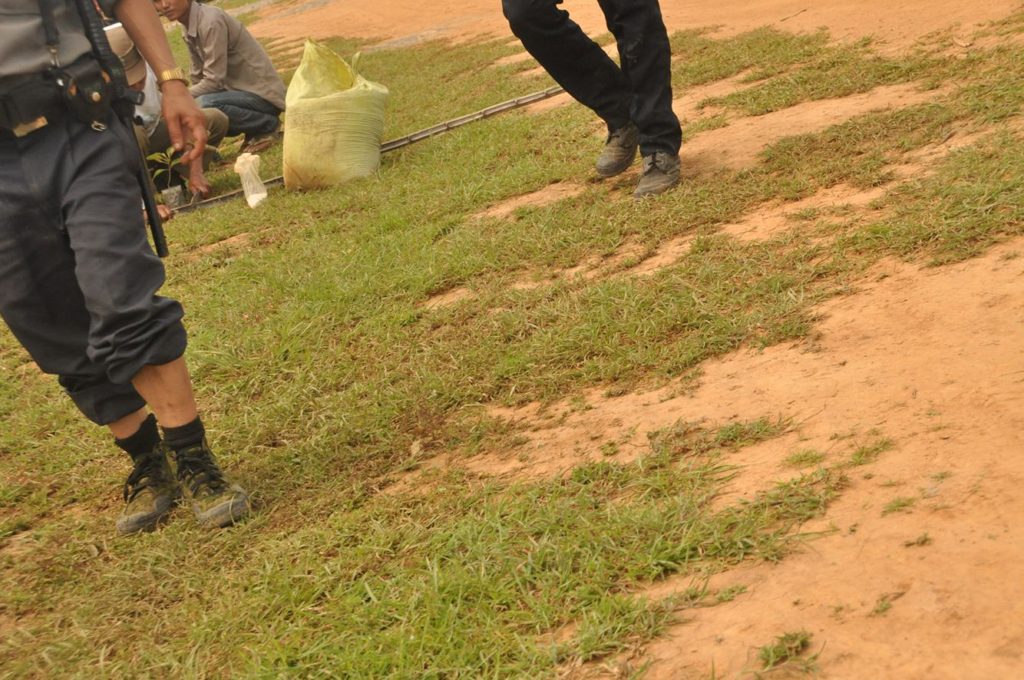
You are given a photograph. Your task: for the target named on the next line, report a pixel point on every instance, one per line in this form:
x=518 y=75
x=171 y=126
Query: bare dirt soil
x=931 y=358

*****

## TASK INSTRUCTIONS
Every entry above is to be printed again exactly, pictures omitted.

## RESULT FOR THIS TASK
You are given a photograph. Your task: for the target named on the next line, report a pixel point on every instance, one per line in this form:
x=518 y=75
x=171 y=126
Query: bare dirt soil
x=931 y=358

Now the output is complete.